* EXERCISE AIM *
From the first line to the last, retype the data below exactly.

-- EXTRACTED ENTRIES follows --

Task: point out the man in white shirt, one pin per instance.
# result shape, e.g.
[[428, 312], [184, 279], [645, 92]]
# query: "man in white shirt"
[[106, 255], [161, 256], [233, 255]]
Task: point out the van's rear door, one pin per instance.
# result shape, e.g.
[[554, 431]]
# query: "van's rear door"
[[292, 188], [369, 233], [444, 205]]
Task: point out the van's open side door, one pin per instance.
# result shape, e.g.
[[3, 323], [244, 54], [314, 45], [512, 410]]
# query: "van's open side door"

-- EXTRACTED ENTRIES concluded --

* ANSWER TO THIS TASK *
Task: point out the man in white shirt, one pin per instance.
# result shape, e.g.
[[428, 312], [184, 279], [645, 92]]
# query: "man in white shirt"
[[106, 255], [161, 256], [233, 255]]
Task: point out the van's rear door, one pin per instance.
# result shape, e.g.
[[554, 431]]
# query: "van's rear door"
[[292, 188], [369, 233], [444, 205]]
Task: point out the van's open side door, one pin per instance.
# result shape, e.g.
[[3, 323], [244, 54], [314, 45], [512, 410]]
# query: "van's open side door"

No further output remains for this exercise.